• TASK
Quote, without change, all of the lines that follow.
* START RECORDS SUPPLIED *
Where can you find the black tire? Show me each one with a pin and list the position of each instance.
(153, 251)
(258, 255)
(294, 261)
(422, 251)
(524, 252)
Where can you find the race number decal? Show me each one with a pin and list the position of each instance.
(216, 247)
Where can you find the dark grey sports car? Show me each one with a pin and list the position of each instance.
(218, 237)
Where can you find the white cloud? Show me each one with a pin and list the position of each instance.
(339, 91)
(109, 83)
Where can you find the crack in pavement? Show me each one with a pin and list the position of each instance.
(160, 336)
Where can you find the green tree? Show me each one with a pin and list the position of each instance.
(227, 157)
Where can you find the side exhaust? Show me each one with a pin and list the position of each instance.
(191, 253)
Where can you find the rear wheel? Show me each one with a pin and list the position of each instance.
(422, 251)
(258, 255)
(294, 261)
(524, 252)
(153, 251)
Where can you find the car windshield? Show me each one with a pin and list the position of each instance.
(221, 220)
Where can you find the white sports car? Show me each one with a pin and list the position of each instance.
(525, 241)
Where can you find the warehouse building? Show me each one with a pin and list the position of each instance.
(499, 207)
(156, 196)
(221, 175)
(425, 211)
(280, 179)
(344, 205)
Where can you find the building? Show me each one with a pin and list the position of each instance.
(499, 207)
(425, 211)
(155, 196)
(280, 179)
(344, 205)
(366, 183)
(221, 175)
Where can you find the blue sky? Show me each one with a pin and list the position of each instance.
* END RECORDS SUPPLIED *
• RESULT OF THE TASK
Where can you find the black tire? Show me each one with a pin and list the position of each instance.
(153, 251)
(258, 255)
(294, 261)
(422, 251)
(524, 252)
Where can you find the race number decal? Show me each one with a pin and list the position of each instance.
(216, 247)
Where can you find the dark grey sports car? Show me each one with a pin and list the position of each instance.
(218, 237)
Where can you find the white cloud? Show me each one with a pin and list the position of each instance.
(339, 91)
(109, 83)
Where can you find the crack in pavement? Show me each one with a pin and list the position of each instance.
(160, 336)
Where can you find the green tree? Show me each one with a pin and list the position of each instance.
(227, 157)
Where can you find the side exhaust? Show me each one with a pin and list the position of each instance.
(191, 253)
Where can you find the rear wheel? Show me each one with a pin and list the position of each instance.
(422, 251)
(258, 255)
(294, 261)
(524, 252)
(153, 251)
Where can you find the car windshield? Show me each one with a pin and list the position of each instance.
(221, 220)
Where can you find the white sports car? Show me each one with a pin and list the position of each instance.
(525, 241)
Where can you find the warehouse building? Show me each one with a pin and list the position of each instance.
(499, 207)
(156, 196)
(221, 175)
(425, 211)
(280, 179)
(344, 205)
Where can you find the building? Show me each one with a pin and list the position of each instance.
(499, 207)
(425, 211)
(155, 196)
(280, 179)
(344, 205)
(366, 183)
(221, 175)
Where can you find the blue sky? Show me each one with a pin and list the position of each instance.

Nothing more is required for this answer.